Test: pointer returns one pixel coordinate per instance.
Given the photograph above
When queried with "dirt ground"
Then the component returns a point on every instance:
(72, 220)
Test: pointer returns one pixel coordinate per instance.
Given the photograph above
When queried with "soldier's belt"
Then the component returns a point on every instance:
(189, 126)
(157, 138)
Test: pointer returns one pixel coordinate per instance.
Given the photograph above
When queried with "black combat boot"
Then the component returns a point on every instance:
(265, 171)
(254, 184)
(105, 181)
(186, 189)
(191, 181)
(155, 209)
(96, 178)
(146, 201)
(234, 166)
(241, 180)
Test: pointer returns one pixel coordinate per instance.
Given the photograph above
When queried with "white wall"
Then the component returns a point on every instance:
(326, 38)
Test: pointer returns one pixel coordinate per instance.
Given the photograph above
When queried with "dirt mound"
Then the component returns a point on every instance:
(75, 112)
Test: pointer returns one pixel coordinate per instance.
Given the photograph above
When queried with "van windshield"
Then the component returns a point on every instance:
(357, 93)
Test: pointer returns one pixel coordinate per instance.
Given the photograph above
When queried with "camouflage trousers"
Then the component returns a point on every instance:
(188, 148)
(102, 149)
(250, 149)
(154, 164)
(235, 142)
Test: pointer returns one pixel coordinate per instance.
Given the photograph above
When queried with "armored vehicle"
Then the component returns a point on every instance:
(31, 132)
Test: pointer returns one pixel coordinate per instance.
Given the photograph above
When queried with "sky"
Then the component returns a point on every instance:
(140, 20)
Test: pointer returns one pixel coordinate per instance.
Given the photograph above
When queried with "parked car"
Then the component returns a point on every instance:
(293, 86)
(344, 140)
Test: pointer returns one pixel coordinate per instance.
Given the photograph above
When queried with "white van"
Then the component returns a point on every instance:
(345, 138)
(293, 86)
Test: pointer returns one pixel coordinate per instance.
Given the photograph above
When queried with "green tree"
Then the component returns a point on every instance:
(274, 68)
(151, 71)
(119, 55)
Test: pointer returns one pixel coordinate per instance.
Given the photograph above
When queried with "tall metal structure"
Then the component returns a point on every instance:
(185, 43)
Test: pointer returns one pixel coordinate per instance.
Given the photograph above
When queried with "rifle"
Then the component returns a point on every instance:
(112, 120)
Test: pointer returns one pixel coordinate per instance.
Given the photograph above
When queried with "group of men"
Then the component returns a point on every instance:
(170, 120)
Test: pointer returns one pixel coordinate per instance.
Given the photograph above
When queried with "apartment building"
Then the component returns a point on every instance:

☆ ☆ ☆

## Exercise aim:
Write the entries out once more, exactly as they appear.

## Result for this task:
Test: pointer returns one pixel coordinate per instance.
Given the photograph above
When queried with "dirt ground"
Then the component returns a point on every instance:
(72, 220)
Test: pointer returns one pixel coordinate per instance.
Given the photograph above
When queried with "soldier's belt"
Then the component returns a point on every instance:
(189, 126)
(157, 138)
Test: pointer returns one pixel coordinate per instance.
Given the photograph above
When queried with "black combat boot"
Then the component returns a point on every instance:
(265, 171)
(254, 184)
(105, 181)
(186, 189)
(191, 181)
(155, 209)
(96, 178)
(146, 201)
(234, 166)
(241, 180)
Test: pointer returns one pixel coordinate per instance.
Given the photograph above
When queried with "white wall"
Then the component returns a point on every instance:
(326, 38)
Test: pointer returns one pixel coordinate per instance.
Given the photograph above
When queried with "dirt mound"
Then the component returns a point on every instance:
(75, 112)
Test: pointer returns one pixel coordinate per instance.
Given the photograph above
When queried with "van windshield"
Then the component returns a point on every instance:
(357, 93)
Test: pointer returns one pixel coordinate per instance.
Given the photograph above
When queried with "camouflage trousers"
Then the component returns a point on every instance:
(188, 148)
(102, 149)
(250, 149)
(154, 164)
(235, 142)
Test: pointer returns one pixel coordinate per instance.
Given the photograph above
When queried with "armored vehicle"
Then the component returns a point on every instance:
(31, 132)
Test: pointer returns one pixel coordinate per instance.
Given the photograph above
When queried with "sky"
Then the component returns a point on every instance:
(140, 20)
Test: pointer returns one pixel coordinate per instance.
Given the photograph above
When queried with "parked car"
Then the component returns a point on every instance:
(293, 86)
(344, 140)
Test: pointer returns one pixel coordinate per instance.
Given the photograph above
When queried with "white van"
Then the component returns a point on every instance:
(345, 138)
(293, 86)
Test: pointer returns one pixel coordinate per instance.
Given the photograph above
When queried with "green tree"
Then the component returns a point on every instance:
(274, 68)
(151, 71)
(119, 55)
Test: pointer returns one pixel coordinate per instance.
Given the photograph above
When queried with "tall metal structure"
Then the component returns a point on every instance:
(185, 43)
Test: pointer returns one pixel coordinate per instance.
Given the photograph above
When queried with "rifle"
Then the component returns a point on every instance:
(112, 120)
Test: pointer returns one pixel coordinate per instance.
Given the photograph above
When queried with "group of men"
Then the component returns a point on every instance:
(170, 120)
Test: pointer returns one pixel coordinate per instance.
Given the photograph above
When queried with "apartment building"
Then the component returns a point on every instance:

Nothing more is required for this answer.